- _Direction_
Change every "tag" in the entries below to "mark", keeping everything else the same. Leave out the pictures.

Location identification entries
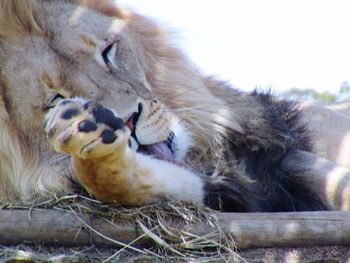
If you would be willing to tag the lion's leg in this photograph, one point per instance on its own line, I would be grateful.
(331, 181)
(104, 163)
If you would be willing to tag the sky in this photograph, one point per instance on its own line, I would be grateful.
(277, 44)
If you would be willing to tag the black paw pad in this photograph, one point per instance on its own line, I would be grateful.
(87, 126)
(108, 136)
(70, 113)
(106, 116)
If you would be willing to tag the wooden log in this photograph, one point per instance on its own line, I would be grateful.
(59, 228)
(287, 229)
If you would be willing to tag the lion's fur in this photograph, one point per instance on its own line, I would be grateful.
(40, 53)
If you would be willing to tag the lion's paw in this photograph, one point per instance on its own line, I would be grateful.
(85, 129)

- _Task output_
If you would be willing to mark the lion's leg in this photograph, one point per instance on its own line, I would be grateful.
(331, 181)
(104, 163)
If you would be willing to mark the sky in this photograph, one point per instance on its own line, I would be grateful.
(277, 44)
If you would be willing to mark the black paw pad in this photograph, one point per instance on its own line, I would be grateful.
(87, 126)
(108, 136)
(70, 113)
(106, 116)
If you would be willing to mark the wooden log in this photograph, one point per instance on its own line, I would be grateful.
(59, 228)
(287, 229)
If you would be willing to mark the lion's fur in this photograph, one point per instance on its own line, I would be grateful.
(40, 53)
If you would be willing to mark the lion's paw in this photograph, one point per instance on its own line, I would be grateful.
(85, 129)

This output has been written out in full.